YOUR INSTRUCTIONS: Your task is to find every line of the data that holds the string "rocky" and copy it.

INFORMATION GIVEN:
● ● ●
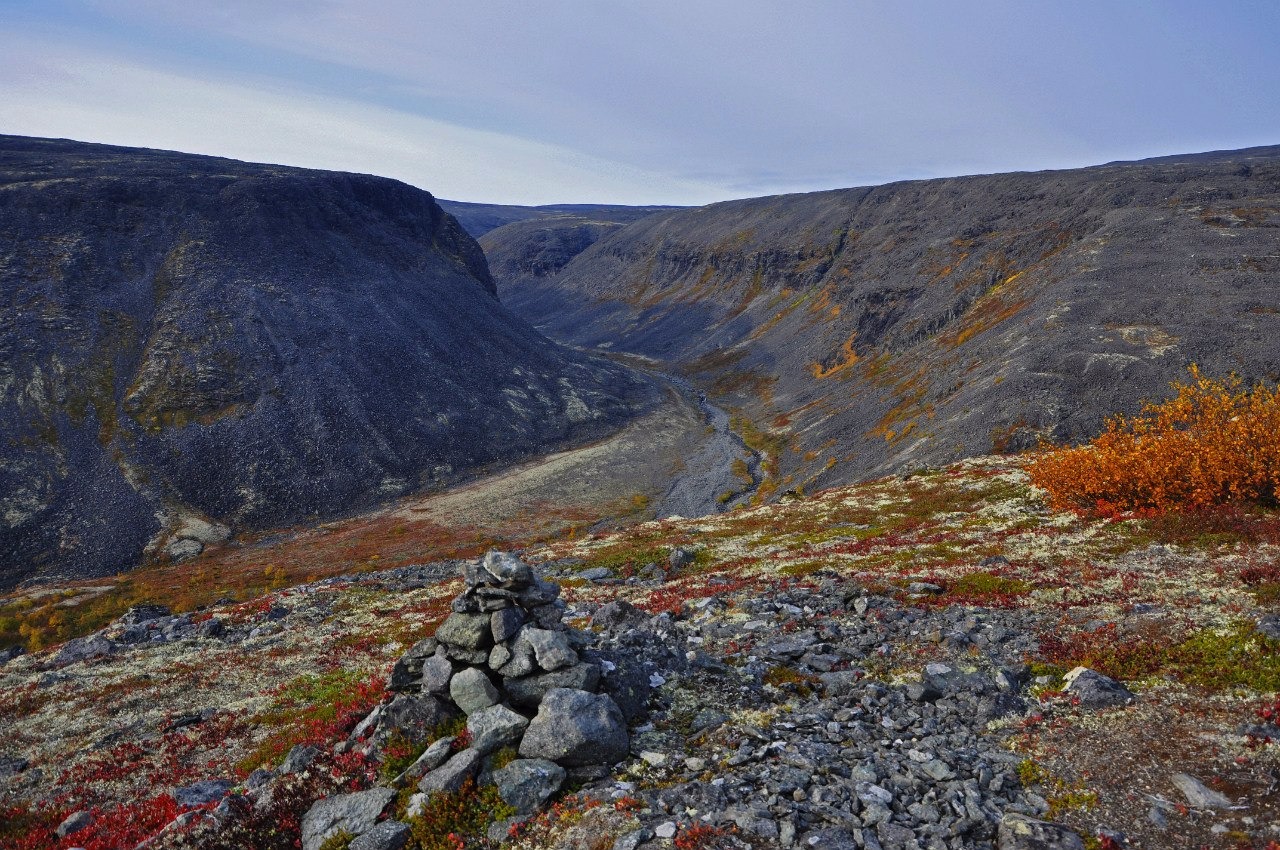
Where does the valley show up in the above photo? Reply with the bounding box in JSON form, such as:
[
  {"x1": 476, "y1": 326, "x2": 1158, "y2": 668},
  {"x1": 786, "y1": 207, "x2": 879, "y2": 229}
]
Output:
[{"x1": 3, "y1": 137, "x2": 1280, "y2": 850}]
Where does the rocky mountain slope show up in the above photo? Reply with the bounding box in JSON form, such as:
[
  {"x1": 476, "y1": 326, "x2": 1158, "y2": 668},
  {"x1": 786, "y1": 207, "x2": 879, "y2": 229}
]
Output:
[
  {"x1": 489, "y1": 145, "x2": 1280, "y2": 501},
  {"x1": 4, "y1": 456, "x2": 1279, "y2": 849},
  {"x1": 0, "y1": 136, "x2": 657, "y2": 588},
  {"x1": 438, "y1": 201, "x2": 677, "y2": 239}
]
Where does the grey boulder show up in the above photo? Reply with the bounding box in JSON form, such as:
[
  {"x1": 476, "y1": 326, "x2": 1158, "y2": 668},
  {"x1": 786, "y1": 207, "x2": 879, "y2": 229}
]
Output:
[
  {"x1": 504, "y1": 662, "x2": 601, "y2": 709},
  {"x1": 518, "y1": 688, "x2": 628, "y2": 767},
  {"x1": 348, "y1": 820, "x2": 411, "y2": 850},
  {"x1": 435, "y1": 612, "x2": 493, "y2": 650},
  {"x1": 418, "y1": 748, "x2": 483, "y2": 795},
  {"x1": 522, "y1": 627, "x2": 578, "y2": 671},
  {"x1": 449, "y1": 667, "x2": 499, "y2": 715},
  {"x1": 493, "y1": 758, "x2": 565, "y2": 814},
  {"x1": 467, "y1": 704, "x2": 529, "y2": 755},
  {"x1": 1063, "y1": 667, "x2": 1134, "y2": 708},
  {"x1": 300, "y1": 787, "x2": 396, "y2": 850}
]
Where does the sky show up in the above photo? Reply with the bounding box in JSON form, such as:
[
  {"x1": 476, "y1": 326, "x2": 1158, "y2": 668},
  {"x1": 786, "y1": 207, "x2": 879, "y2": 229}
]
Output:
[{"x1": 2, "y1": 1, "x2": 1277, "y2": 205}]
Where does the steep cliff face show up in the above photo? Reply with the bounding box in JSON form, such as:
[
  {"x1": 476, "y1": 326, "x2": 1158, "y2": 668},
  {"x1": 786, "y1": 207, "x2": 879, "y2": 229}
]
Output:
[
  {"x1": 437, "y1": 200, "x2": 676, "y2": 238},
  {"x1": 0, "y1": 136, "x2": 656, "y2": 586},
  {"x1": 491, "y1": 145, "x2": 1280, "y2": 498}
]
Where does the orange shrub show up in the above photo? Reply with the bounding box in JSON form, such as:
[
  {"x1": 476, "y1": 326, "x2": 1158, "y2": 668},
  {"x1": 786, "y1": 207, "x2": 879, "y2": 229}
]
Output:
[{"x1": 1029, "y1": 366, "x2": 1280, "y2": 513}]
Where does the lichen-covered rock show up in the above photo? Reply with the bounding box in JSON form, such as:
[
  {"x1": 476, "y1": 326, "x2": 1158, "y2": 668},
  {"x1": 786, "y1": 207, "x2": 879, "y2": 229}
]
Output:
[
  {"x1": 348, "y1": 820, "x2": 410, "y2": 850},
  {"x1": 503, "y1": 662, "x2": 601, "y2": 709},
  {"x1": 522, "y1": 627, "x2": 577, "y2": 671},
  {"x1": 467, "y1": 704, "x2": 530, "y2": 755},
  {"x1": 518, "y1": 688, "x2": 628, "y2": 767},
  {"x1": 435, "y1": 613, "x2": 493, "y2": 650},
  {"x1": 301, "y1": 787, "x2": 396, "y2": 850},
  {"x1": 449, "y1": 667, "x2": 499, "y2": 715},
  {"x1": 372, "y1": 695, "x2": 455, "y2": 747},
  {"x1": 492, "y1": 758, "x2": 565, "y2": 814},
  {"x1": 418, "y1": 748, "x2": 483, "y2": 795},
  {"x1": 1063, "y1": 667, "x2": 1134, "y2": 708}
]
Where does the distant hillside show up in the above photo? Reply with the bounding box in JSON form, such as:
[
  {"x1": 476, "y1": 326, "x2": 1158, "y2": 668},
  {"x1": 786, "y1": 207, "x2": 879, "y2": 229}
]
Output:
[
  {"x1": 488, "y1": 144, "x2": 1280, "y2": 499},
  {"x1": 437, "y1": 199, "x2": 678, "y2": 238},
  {"x1": 0, "y1": 136, "x2": 657, "y2": 587}
]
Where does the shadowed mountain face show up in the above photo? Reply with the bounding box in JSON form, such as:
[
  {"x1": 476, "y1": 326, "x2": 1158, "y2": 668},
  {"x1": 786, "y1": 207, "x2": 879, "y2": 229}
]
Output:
[
  {"x1": 489, "y1": 145, "x2": 1280, "y2": 497},
  {"x1": 0, "y1": 136, "x2": 656, "y2": 587},
  {"x1": 438, "y1": 200, "x2": 678, "y2": 238}
]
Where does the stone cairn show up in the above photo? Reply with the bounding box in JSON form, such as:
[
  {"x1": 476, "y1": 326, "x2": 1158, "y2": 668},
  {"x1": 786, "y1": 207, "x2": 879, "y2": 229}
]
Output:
[{"x1": 385, "y1": 552, "x2": 627, "y2": 820}]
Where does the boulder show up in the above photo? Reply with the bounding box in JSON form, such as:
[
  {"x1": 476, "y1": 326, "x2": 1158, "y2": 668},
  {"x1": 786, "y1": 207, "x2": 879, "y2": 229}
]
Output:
[
  {"x1": 449, "y1": 668, "x2": 499, "y2": 715},
  {"x1": 373, "y1": 695, "x2": 455, "y2": 747},
  {"x1": 482, "y1": 550, "x2": 533, "y2": 584},
  {"x1": 997, "y1": 813, "x2": 1085, "y2": 849},
  {"x1": 467, "y1": 704, "x2": 529, "y2": 755},
  {"x1": 397, "y1": 736, "x2": 456, "y2": 782},
  {"x1": 301, "y1": 787, "x2": 396, "y2": 850},
  {"x1": 279, "y1": 744, "x2": 320, "y2": 775},
  {"x1": 51, "y1": 634, "x2": 114, "y2": 667},
  {"x1": 522, "y1": 628, "x2": 578, "y2": 671},
  {"x1": 389, "y1": 638, "x2": 439, "y2": 691},
  {"x1": 504, "y1": 663, "x2": 601, "y2": 709},
  {"x1": 349, "y1": 820, "x2": 411, "y2": 850},
  {"x1": 493, "y1": 758, "x2": 565, "y2": 814},
  {"x1": 491, "y1": 608, "x2": 525, "y2": 643},
  {"x1": 435, "y1": 612, "x2": 493, "y2": 650},
  {"x1": 518, "y1": 688, "x2": 628, "y2": 767},
  {"x1": 418, "y1": 748, "x2": 483, "y2": 795},
  {"x1": 1063, "y1": 667, "x2": 1134, "y2": 708},
  {"x1": 420, "y1": 651, "x2": 454, "y2": 695}
]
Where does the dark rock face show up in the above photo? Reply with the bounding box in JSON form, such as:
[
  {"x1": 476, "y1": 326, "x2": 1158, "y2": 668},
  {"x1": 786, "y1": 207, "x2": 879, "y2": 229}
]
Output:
[
  {"x1": 488, "y1": 144, "x2": 1280, "y2": 495},
  {"x1": 0, "y1": 136, "x2": 656, "y2": 586},
  {"x1": 438, "y1": 200, "x2": 677, "y2": 238}
]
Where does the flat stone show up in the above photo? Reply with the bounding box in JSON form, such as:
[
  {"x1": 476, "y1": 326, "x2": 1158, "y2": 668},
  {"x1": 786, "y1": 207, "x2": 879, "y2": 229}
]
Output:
[
  {"x1": 997, "y1": 813, "x2": 1085, "y2": 849},
  {"x1": 418, "y1": 748, "x2": 482, "y2": 795},
  {"x1": 523, "y1": 628, "x2": 578, "y2": 671},
  {"x1": 1171, "y1": 772, "x2": 1233, "y2": 809},
  {"x1": 396, "y1": 737, "x2": 456, "y2": 782},
  {"x1": 301, "y1": 787, "x2": 396, "y2": 850},
  {"x1": 493, "y1": 758, "x2": 565, "y2": 814},
  {"x1": 349, "y1": 820, "x2": 410, "y2": 850},
  {"x1": 518, "y1": 688, "x2": 628, "y2": 767},
  {"x1": 449, "y1": 668, "x2": 499, "y2": 715},
  {"x1": 435, "y1": 612, "x2": 493, "y2": 650},
  {"x1": 467, "y1": 704, "x2": 530, "y2": 755},
  {"x1": 491, "y1": 608, "x2": 525, "y2": 643},
  {"x1": 504, "y1": 663, "x2": 601, "y2": 709}
]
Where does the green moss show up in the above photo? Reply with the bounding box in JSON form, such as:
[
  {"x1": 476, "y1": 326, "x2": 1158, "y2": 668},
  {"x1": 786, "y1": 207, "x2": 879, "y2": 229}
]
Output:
[
  {"x1": 1170, "y1": 623, "x2": 1280, "y2": 690},
  {"x1": 317, "y1": 830, "x2": 355, "y2": 850},
  {"x1": 946, "y1": 571, "x2": 1032, "y2": 598}
]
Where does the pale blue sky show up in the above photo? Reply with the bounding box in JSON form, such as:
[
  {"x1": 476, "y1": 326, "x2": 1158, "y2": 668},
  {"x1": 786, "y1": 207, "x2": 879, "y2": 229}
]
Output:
[{"x1": 2, "y1": 1, "x2": 1277, "y2": 204}]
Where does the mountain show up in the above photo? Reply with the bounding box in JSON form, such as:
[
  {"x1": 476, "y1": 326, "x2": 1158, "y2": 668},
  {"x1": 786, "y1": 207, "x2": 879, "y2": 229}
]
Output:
[
  {"x1": 437, "y1": 200, "x2": 679, "y2": 238},
  {"x1": 0, "y1": 136, "x2": 657, "y2": 587},
  {"x1": 489, "y1": 144, "x2": 1280, "y2": 499}
]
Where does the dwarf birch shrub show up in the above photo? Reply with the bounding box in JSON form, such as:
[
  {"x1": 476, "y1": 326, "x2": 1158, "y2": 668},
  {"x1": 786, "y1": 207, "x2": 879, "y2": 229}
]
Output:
[{"x1": 1030, "y1": 366, "x2": 1280, "y2": 513}]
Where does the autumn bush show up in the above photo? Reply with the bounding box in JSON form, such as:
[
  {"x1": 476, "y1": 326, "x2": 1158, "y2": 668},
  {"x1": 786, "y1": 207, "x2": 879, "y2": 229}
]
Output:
[{"x1": 1029, "y1": 366, "x2": 1280, "y2": 514}]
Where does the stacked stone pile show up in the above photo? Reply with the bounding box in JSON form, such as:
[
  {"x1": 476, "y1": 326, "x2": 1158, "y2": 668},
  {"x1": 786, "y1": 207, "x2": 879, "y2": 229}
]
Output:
[{"x1": 303, "y1": 551, "x2": 632, "y2": 850}]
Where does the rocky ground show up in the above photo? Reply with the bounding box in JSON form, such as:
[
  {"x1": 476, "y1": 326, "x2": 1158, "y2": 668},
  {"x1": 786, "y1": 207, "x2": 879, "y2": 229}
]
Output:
[{"x1": 3, "y1": 456, "x2": 1280, "y2": 849}]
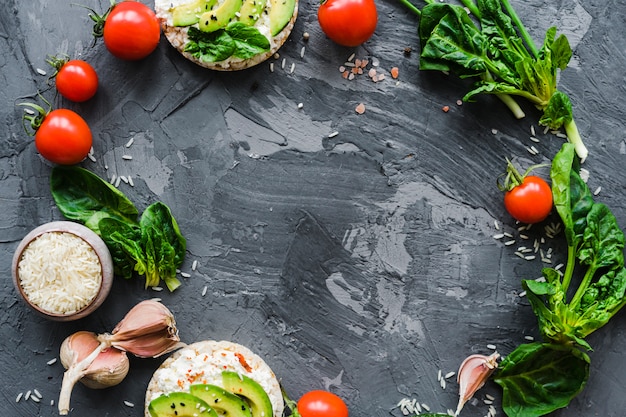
● ● ●
ANSWER AREA:
Where does the rocky mountain slope show up in the above photo? Reply with the bounding box in JSON form, such as:
Where does the rocky ground show up in the above photo? Reply with the bounding box in JSON form, such as:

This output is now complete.